Text provided:
Ngaywa Ngigi & Kibet Advocates v Invesco Assurance Company Limited; Diamond Trust Bank (Tom Mboya & Koinange Street Branches) (Garnishee) [2020] KEHC 2393 (KLR) | Garnishee Orders | Esheria

Ngaywa Ngigi & Kibet Advocates v Invesco Assurance Company Limited; Diamond Trust Bank (Tom Mboya & Koinange Street Branches) (Garnishee) [2020] KEHC 2393 (KLR)

Full Case Text

REPUBLIC OF KENYA

IN THE HIGH COURT OF KENYA AT EMBU

MISC. CIVIL CASE NO. 18 OF 2019

NGAYWA NGIGI &

KIBET ADVOCATES.......................................APPLICANT/ DECREE HOLDER

VERSUS

INVESCO ASSURANCE

COMPANY LIMITED..............................RESPONDENT/ JUDGMENT DEBTOR

DIAMOND TRUST BANK (TOM MBOYA &

KOINANGE STREET BRANCHES).....................................................GARNISHEE

R U L I N G

A.  Introduction

1. Before me is an application dated 18/10/2019 filed under certificate of urgency seeking for orders of attachment of deposits and funds held by the judgement debtor in the garnishee’s bank account numbers 0002291014 and 0002291003 in satisfaction of a decree amounting to Kshs. 223,696/= as well as costs of this suit.

2. The applicant’s case is that he has obtained a judgment against the respondent/judgment debtor on 18/09/2019 for a decretal sum of Kshs. 223,696/= but which the decree the respondent had failed, neglected and/or refused to settle. As such there were sufficient reasons to attach the accounts held by the garnishee so as to satisfy the decretal amount as the respondent may withdraw the same hence making it impossible to execute.

3. From the court records, it is clear that the respondent filed an application dated 5/11/2019 where it prayed for orders that their replying affidavit dated 5/11/2019 be deemed as duly filed. However, there is no evidence on record that the said application was prosecuted. Nonetheless, since the affidavit is part of court will consider its contents in this ruling.

4. The respondent deposed that if the orders subsist, the judgement debtor will not be able to meet its contractual and statutory obligations and several other decrees against it from other creditors and thus opening a floodgate of litigation and unprecedented financial crisis in the going concern of the company and which is contrary to the rules of procedure and could lead to abuse of the court processes and procedures. Further that if the orders sought are granted then the defendant would not be able to satisfy whatever amount may be due to the applicant.

Stated problem A:
According to the ruling, on what date did the applicant obtain judgment against the respondent/judgment debtor?
The ruling and the entries that follow it come from unrelated sources.

Data excerpts:
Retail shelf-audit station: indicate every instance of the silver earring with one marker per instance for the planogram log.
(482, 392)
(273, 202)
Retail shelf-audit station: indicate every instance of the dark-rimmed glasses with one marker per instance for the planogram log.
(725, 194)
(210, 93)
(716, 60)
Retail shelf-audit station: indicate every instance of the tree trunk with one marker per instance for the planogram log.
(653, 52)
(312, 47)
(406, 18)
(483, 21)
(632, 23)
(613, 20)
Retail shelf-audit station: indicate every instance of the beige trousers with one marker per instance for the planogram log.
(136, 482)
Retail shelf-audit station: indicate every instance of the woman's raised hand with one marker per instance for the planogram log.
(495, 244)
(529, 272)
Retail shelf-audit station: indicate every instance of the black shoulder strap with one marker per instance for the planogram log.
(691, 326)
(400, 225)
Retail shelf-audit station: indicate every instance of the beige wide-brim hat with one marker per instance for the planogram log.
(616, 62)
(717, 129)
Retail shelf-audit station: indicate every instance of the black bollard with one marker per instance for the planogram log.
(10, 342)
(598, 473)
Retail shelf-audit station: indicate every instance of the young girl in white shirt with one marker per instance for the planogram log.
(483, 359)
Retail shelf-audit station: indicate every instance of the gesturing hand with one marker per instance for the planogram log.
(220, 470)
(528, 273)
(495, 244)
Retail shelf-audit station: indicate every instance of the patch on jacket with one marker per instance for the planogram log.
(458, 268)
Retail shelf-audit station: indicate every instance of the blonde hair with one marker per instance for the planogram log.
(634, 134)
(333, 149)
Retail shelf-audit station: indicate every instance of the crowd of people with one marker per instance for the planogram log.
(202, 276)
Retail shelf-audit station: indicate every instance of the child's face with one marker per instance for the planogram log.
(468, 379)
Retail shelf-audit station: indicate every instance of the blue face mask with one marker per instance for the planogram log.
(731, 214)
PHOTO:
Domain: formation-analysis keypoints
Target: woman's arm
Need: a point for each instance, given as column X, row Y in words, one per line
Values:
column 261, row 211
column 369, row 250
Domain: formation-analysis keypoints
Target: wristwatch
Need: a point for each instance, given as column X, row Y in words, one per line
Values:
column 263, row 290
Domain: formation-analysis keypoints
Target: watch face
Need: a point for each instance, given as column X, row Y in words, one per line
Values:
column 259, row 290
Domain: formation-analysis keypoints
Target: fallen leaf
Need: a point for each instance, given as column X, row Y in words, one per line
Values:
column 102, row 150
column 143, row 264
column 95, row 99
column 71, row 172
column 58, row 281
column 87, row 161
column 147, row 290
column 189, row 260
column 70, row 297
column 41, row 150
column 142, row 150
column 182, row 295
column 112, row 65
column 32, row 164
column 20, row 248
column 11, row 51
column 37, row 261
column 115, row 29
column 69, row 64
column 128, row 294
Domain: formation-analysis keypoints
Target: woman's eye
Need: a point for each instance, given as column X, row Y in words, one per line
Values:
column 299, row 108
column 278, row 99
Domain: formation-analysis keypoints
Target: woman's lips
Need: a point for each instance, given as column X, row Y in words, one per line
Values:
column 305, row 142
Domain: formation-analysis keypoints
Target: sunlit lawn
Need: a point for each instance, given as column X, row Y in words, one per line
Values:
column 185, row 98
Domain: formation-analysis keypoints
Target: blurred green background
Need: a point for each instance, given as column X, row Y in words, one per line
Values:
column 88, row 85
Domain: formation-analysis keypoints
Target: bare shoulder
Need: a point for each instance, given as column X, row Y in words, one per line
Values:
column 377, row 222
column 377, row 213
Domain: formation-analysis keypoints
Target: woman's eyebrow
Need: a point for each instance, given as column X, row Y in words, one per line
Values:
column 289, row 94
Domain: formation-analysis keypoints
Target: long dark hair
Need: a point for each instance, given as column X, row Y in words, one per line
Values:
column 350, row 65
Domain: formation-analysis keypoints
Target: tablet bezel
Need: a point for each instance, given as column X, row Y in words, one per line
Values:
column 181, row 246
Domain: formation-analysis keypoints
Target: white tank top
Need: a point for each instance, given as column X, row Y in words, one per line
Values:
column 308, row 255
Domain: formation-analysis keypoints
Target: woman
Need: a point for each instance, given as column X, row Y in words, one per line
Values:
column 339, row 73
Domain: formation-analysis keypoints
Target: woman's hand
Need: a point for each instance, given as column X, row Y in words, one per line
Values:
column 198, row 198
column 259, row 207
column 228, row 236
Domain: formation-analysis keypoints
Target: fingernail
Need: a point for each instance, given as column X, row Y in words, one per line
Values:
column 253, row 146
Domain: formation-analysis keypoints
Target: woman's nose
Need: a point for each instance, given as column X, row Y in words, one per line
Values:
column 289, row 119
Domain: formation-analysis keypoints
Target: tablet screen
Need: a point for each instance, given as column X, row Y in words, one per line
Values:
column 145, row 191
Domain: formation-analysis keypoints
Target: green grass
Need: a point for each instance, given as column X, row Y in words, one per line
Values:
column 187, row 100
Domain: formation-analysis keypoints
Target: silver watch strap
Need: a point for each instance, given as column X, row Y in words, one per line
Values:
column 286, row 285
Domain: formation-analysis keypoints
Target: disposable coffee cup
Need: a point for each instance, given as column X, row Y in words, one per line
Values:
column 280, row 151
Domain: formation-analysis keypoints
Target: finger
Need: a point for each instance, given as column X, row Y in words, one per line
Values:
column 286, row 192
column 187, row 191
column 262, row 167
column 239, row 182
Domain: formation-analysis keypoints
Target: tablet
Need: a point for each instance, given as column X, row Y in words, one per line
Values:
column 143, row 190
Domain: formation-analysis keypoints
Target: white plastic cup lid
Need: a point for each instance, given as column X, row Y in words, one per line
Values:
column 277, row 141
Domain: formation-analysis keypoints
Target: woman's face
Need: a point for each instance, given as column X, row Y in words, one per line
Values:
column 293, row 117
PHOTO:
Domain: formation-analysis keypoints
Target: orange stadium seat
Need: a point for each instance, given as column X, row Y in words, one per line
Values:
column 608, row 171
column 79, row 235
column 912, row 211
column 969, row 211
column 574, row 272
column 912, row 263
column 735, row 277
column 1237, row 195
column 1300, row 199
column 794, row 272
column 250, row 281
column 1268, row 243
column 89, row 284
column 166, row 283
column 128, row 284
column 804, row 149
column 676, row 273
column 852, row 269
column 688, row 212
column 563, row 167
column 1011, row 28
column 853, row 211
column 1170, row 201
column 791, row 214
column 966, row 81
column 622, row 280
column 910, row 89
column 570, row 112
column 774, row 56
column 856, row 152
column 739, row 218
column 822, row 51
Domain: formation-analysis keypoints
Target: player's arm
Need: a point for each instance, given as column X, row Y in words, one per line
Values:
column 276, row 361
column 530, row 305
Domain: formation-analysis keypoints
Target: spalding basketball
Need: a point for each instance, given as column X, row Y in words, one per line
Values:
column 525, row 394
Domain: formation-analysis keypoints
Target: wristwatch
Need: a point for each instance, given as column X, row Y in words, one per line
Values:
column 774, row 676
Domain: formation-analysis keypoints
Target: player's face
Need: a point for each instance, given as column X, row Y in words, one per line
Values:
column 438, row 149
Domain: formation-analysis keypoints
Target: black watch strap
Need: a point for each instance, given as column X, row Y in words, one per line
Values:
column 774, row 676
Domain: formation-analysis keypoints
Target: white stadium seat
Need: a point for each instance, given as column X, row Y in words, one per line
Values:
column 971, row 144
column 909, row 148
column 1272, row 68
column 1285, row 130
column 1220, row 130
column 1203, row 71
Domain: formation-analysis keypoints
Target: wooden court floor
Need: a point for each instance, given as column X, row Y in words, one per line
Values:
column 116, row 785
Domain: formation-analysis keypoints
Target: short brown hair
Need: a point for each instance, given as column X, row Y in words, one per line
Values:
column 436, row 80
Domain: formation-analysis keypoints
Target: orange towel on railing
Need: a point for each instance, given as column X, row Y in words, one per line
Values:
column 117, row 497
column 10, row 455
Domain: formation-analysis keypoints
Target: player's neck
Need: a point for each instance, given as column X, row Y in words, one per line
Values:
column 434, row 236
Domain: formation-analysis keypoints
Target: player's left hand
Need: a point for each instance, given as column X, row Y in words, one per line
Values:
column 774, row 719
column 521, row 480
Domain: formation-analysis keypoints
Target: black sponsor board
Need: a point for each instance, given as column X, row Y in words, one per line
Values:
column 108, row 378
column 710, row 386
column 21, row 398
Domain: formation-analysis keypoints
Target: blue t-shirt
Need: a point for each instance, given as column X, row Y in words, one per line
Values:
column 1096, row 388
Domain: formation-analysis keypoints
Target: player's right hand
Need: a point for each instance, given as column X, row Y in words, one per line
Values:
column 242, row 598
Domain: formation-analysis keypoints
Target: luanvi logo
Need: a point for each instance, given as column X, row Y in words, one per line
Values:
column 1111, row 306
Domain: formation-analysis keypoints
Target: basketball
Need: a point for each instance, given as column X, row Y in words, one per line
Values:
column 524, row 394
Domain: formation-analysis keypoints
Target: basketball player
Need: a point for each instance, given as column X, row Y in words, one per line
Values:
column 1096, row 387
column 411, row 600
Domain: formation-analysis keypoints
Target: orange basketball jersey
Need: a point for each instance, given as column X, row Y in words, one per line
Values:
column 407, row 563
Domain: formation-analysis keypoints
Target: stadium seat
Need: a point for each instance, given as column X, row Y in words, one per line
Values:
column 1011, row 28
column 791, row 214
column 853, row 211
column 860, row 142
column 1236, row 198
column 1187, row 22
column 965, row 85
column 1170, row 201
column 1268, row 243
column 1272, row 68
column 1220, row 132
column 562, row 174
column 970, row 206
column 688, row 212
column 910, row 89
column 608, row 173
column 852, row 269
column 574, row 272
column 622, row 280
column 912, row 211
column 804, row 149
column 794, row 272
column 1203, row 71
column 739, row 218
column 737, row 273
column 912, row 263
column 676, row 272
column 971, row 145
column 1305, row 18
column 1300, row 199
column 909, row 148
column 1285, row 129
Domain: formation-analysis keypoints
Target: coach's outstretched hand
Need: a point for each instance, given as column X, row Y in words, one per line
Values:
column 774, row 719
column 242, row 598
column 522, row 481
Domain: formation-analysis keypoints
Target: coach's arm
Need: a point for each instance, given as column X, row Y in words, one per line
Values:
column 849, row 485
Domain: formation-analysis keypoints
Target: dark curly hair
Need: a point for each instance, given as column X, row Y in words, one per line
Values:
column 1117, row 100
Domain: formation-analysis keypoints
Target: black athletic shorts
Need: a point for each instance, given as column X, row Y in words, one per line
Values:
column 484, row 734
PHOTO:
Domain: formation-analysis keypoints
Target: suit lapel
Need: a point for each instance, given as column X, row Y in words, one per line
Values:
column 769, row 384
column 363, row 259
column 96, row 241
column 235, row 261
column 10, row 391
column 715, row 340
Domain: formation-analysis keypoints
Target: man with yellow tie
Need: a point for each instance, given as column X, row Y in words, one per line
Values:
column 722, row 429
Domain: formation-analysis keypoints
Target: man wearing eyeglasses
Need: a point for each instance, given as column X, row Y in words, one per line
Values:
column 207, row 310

Stated problem B:
Count the lines of the entries that contain the string "silver", treating case as significant, and give only the number.

Task solution A:
18/09/2019

Task solution B:
2